::: Record set
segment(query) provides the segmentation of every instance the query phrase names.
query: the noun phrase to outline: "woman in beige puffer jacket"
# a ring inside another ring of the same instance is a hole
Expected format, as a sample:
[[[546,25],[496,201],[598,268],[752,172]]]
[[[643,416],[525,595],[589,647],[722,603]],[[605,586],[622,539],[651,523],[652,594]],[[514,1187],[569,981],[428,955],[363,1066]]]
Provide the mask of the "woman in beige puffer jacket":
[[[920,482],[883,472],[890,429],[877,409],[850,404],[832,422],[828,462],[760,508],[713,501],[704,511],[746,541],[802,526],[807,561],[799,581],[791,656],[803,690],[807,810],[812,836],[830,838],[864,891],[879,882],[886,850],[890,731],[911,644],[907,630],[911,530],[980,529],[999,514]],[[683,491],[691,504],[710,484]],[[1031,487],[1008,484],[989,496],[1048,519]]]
::::::
Exercise prompt: Your task is to reproduce the entire listing exactly as it appears.

Task output:
segment(query) provides the segmentation of every instance the query phrase names.
query: the noun phrase to outline: "woman in beige puffer jacket"
# a ring inside another ring of the same instance is a hole
Expected format, as a sample:
[[[546,25],[496,201],[598,268],[752,172]]]
[[[643,416],[525,595],[589,647],[722,603]],[[605,586],[622,539],[651,523],[652,594]],[[514,1187],[569,981],[428,955],[363,1066]]]
Provide the mask of the "woman in beige puffer jacket":
[[[920,482],[883,472],[890,429],[877,409],[850,404],[832,422],[828,462],[760,508],[713,501],[704,511],[746,541],[802,526],[807,561],[799,581],[791,656],[803,690],[807,810],[812,836],[830,838],[864,891],[879,882],[886,850],[890,731],[911,644],[907,630],[911,530],[980,529],[999,514]],[[683,491],[691,504],[710,484]],[[1031,487],[1008,484],[989,496],[1048,519]]]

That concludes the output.